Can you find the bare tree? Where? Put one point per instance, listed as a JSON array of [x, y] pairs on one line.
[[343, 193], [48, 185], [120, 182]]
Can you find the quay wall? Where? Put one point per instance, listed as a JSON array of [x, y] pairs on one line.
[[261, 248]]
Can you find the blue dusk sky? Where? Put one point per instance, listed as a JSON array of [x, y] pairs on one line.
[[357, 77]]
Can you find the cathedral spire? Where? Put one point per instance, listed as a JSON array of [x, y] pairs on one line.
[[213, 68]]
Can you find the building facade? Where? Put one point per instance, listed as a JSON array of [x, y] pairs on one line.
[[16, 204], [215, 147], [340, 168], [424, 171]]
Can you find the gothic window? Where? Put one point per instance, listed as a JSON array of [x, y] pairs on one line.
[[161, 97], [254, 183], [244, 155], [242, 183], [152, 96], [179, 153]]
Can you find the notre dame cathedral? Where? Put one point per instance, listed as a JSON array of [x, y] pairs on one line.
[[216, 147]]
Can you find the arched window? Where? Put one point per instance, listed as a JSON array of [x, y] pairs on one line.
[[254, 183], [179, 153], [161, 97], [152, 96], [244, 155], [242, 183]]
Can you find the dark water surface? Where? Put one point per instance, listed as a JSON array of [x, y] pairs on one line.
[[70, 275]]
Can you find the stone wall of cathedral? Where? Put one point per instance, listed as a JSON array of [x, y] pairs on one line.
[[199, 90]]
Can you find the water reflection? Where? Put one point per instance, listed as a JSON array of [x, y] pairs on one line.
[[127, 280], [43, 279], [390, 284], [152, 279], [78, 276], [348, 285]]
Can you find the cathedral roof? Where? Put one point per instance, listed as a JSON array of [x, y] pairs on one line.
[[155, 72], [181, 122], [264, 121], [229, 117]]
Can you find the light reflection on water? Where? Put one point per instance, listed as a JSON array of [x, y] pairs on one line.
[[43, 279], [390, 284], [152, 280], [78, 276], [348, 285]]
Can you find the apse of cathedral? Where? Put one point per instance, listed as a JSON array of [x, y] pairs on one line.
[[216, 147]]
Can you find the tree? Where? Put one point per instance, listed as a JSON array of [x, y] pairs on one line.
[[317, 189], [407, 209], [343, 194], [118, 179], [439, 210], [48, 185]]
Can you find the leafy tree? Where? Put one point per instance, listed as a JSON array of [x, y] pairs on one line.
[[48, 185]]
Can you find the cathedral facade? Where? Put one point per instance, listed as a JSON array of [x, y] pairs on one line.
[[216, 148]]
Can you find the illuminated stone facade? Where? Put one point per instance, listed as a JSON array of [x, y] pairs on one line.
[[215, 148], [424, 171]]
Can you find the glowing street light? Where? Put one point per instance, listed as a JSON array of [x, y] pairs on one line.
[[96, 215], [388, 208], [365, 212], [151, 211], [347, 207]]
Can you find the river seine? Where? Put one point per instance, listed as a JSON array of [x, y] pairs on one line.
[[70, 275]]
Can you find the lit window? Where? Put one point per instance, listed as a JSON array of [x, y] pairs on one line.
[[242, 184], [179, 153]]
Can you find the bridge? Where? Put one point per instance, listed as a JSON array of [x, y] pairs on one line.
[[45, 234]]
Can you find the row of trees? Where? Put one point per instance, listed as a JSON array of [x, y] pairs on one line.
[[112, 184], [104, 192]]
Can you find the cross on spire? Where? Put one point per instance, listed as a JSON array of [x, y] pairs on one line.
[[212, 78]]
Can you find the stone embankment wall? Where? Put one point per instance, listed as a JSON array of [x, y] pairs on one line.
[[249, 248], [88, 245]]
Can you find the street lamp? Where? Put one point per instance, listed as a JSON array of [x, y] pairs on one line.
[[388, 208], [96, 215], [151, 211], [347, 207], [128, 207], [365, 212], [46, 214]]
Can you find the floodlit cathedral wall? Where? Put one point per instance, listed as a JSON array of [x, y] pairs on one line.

- _REQUIREMENT_
Would you restate each of the entries word for word?

- _OUTPUT FOR THIS EXERCISE_
Can you find the bare tree? Where? Put one point per instance, listed as a JSON array of [x, y] pairs on one line.
[[343, 193], [48, 185], [120, 182]]
Can you find the quay wall? Where? Put one point per instance, listed as a JSON array of [x, y] pairs on one line.
[[261, 248]]
Can you find the blue dusk sky? Where? Put one point per instance, listed as a JSON array of [x, y] pairs on one line.
[[357, 77]]
Can you find the cathedral spire? Where? Put one point per instance, listed as a JSON array of [x, y] pairs on one line.
[[213, 68]]
Can you find the building facade? Where? Put one point per instance, listed as a JSON array of [x, y] pairs on one line.
[[16, 204], [215, 147], [340, 168], [424, 171]]
Can you find the gothic window? Where? Put one point per instance, listed as a JSON array of [x, y] pairs on one line.
[[161, 97], [254, 183], [244, 155], [242, 183], [152, 96], [179, 153]]
Can you find the notre dame cathedral? Where? Put one point per instance, listed as a JSON array of [x, y] pairs on one line.
[[216, 147]]
Can you find the arched window? Where? Put one point per instance, listed as a JSON array of [x, y] pairs on one line.
[[254, 183], [179, 153], [161, 97], [152, 96], [244, 155], [242, 183]]
Can you find the dark water surface? Where? Put one point per instance, listed as a JSON array of [x, y] pairs on one line.
[[70, 275]]
Can you find the stone wall of cathedral? Where? Put one point per instance, listed as a JSON array of [x, y] pairs on one line.
[[199, 90]]
Can you find the water reflection? Where? Put one point per instance, listed as a JSON array of [x, y] pairs on one line.
[[127, 280], [43, 279], [390, 284], [152, 279], [78, 276], [348, 285]]
Can you find the cathedral roof? Where? Put one point per instance, listed as a JSON array of [x, y] pairs on one line.
[[155, 72], [181, 122], [264, 121], [229, 117]]
Can you find the light reflection on water? Where? Put one point per instance, listed as a JSON array of [x, y] pairs on one line.
[[43, 279], [390, 284], [152, 280], [78, 276], [348, 285]]
Can you find the apse of cathedral? Where? Put one point per instance, listed as a JSON array of [x, y] pairs on one line.
[[216, 147]]
Can you find the tree? Where? Put one point per instance, listed as a JSON array of [x, y] pairs on one line.
[[317, 189], [407, 209], [343, 194], [118, 179], [439, 210], [48, 185]]
Can you find the leafy tree? Where? Put one point per instance, listed as a JSON array of [x, y] pairs on one line.
[[48, 185]]
Can you find the cathedral facade? Where? Put one point per instance, listed as a JSON array of [x, y] pairs on one line.
[[216, 148]]
Can you find the illuminated stone facade? Where? Put one point per instance, listed as a JSON array of [x, y] pairs on one line.
[[215, 148], [424, 171]]
Can you find the glowing street light? Where? Put one point per instance, listed as a JSON array of [x, y] pairs on one line.
[[96, 215], [388, 208], [365, 212], [151, 211], [347, 207]]
Can you find the river seine? Where? Put one point per instance, listed as a JSON array of [x, y] pairs on one line.
[[70, 275]]
Can you find the lit window? Where? Put one point per instance, listed as a JSON array of [x, y] pairs on one line.
[[242, 184], [179, 153]]
Can you find the bridge? Where? Put one point per instance, listed as a JSON array of [x, y] pairs on one line.
[[45, 234]]
Can you find the row of trees? Where? Put one point per instance, listed as a JSON array of [x, y] pairs on one line.
[[112, 184], [104, 192]]
Can you find the cross on spire? Where? Put one point per instance, listed as a JSON array of [x, y] pairs on one line.
[[212, 78]]
Can you find the stone embankment wall? Where? Put one point per instance, listed as a JSON array of [x, y] pairs on one line.
[[249, 248], [88, 245]]
Can you find the street lamp? Where? Put one point per instance, listed as a JSON array of [x, y] pairs on one line.
[[388, 208], [96, 215], [151, 211], [347, 207], [128, 207], [365, 212], [46, 214]]
Can you find the floodlit cathedral wall? Where? Put one point per instance, listed as a JSON array of [x, y] pairs on one line.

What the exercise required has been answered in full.